• **Work item**
An exact copy of the entries below is required, with all pictures removed.

• **Extracted information**
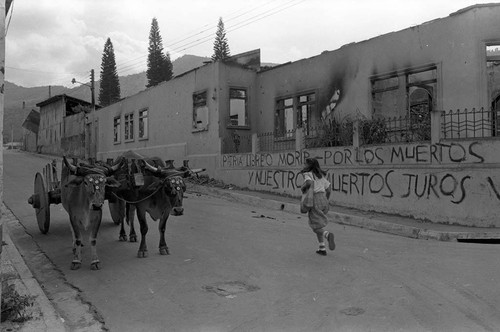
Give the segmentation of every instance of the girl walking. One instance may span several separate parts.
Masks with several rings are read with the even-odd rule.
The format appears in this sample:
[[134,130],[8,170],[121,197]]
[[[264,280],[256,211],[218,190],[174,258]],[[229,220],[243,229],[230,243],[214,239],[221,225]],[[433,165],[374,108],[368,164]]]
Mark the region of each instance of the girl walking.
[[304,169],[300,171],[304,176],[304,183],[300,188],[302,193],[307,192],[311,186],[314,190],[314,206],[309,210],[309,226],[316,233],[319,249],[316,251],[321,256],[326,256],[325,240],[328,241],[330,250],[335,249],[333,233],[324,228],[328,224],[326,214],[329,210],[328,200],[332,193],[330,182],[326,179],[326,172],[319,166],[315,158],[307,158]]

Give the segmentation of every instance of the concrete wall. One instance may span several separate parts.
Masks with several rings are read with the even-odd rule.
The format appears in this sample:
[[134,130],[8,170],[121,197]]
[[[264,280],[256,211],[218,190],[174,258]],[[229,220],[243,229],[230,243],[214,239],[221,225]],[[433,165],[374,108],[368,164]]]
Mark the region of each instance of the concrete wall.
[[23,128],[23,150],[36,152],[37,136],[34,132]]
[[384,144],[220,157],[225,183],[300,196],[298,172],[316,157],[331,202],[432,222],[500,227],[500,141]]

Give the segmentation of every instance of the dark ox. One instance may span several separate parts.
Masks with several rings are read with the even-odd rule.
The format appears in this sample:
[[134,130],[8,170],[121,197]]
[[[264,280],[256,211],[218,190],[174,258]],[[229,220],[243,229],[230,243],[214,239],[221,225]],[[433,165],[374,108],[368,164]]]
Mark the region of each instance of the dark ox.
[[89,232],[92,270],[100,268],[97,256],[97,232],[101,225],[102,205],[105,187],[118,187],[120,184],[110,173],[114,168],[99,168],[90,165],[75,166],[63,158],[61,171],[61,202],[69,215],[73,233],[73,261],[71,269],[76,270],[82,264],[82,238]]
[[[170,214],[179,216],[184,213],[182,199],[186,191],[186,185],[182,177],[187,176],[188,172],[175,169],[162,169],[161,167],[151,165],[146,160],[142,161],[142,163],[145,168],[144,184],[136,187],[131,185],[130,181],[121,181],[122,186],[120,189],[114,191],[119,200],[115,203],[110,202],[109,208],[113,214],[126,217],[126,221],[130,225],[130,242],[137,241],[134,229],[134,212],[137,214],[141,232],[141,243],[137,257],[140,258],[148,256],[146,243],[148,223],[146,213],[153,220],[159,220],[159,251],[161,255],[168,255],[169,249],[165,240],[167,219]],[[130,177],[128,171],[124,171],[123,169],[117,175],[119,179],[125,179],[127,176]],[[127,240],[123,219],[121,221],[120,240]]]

• **Answer to the exercise**
Give the segmentation of every instance of the girl walking. One instance may span several separate parts.
Masks with several rings are read with the even-odd rule.
The format appears in this sample:
[[134,130],[8,170],[121,197]]
[[[264,280],[256,211],[218,190],[174,258]],[[229,220],[243,229],[230,243],[214,239],[221,225]],[[433,165],[374,108],[368,164]]]
Mark the region of each instance of the girl walking.
[[304,169],[300,171],[304,176],[304,183],[300,188],[302,193],[307,192],[311,186],[314,190],[314,206],[309,210],[309,226],[316,233],[319,249],[316,251],[321,256],[326,256],[325,240],[328,241],[330,250],[335,249],[333,233],[324,228],[328,224],[326,214],[329,210],[328,200],[332,193],[330,182],[326,179],[326,172],[319,166],[315,158],[307,158]]

Give the segmentation of every instance of the concrete wall. One instance may span several separate parts.
Masks with several rings are read with the even-odd rule.
The format appears in this sample:
[[134,130],[8,170],[121,197]]
[[[264,280],[256,211],[218,190],[174,258]],[[229,220],[243,229],[230,243],[214,239],[221,225]],[[433,165],[374,108],[368,164]]]
Mark the region of each instance of the concrete wall.
[[23,128],[23,150],[36,152],[37,136],[34,132]]
[[384,144],[220,157],[225,183],[300,196],[298,172],[316,157],[331,202],[432,222],[500,227],[500,141]]

Give the segmentation of every instance of the dark ox. One instance may span several separate parts.
Masks with several rings are read with the even-odd rule.
The format appears in this sample:
[[134,130],[8,170],[121,197]]
[[[264,280],[256,211],[218,190],[174,258]],[[229,220],[243,229],[230,243],[214,239],[221,225]],[[433,165],[374,108],[368,164]]]
Mark the region of each instance of the dark ox.
[[89,232],[92,270],[100,268],[97,256],[97,232],[101,225],[102,205],[105,187],[118,187],[120,184],[110,173],[114,168],[99,168],[90,165],[75,166],[63,158],[61,171],[61,202],[69,215],[73,233],[73,261],[71,269],[76,270],[82,264],[82,238]]
[[[170,214],[179,216],[184,213],[182,199],[186,191],[186,185],[182,177],[187,176],[188,172],[175,169],[162,169],[161,167],[151,165],[146,160],[142,161],[142,163],[145,168],[144,184],[136,187],[131,185],[130,181],[121,181],[122,186],[120,189],[114,191],[119,200],[115,203],[110,202],[109,208],[113,214],[126,217],[126,221],[130,225],[130,242],[137,241],[134,229],[134,212],[137,214],[141,232],[141,243],[137,257],[140,258],[148,256],[146,243],[148,223],[146,213],[153,220],[159,220],[159,251],[161,255],[168,255],[169,249],[165,240],[167,219]],[[130,177],[128,171],[124,171],[123,169],[117,175],[119,179],[125,179],[127,176]],[[127,240],[123,219],[121,221],[120,240]]]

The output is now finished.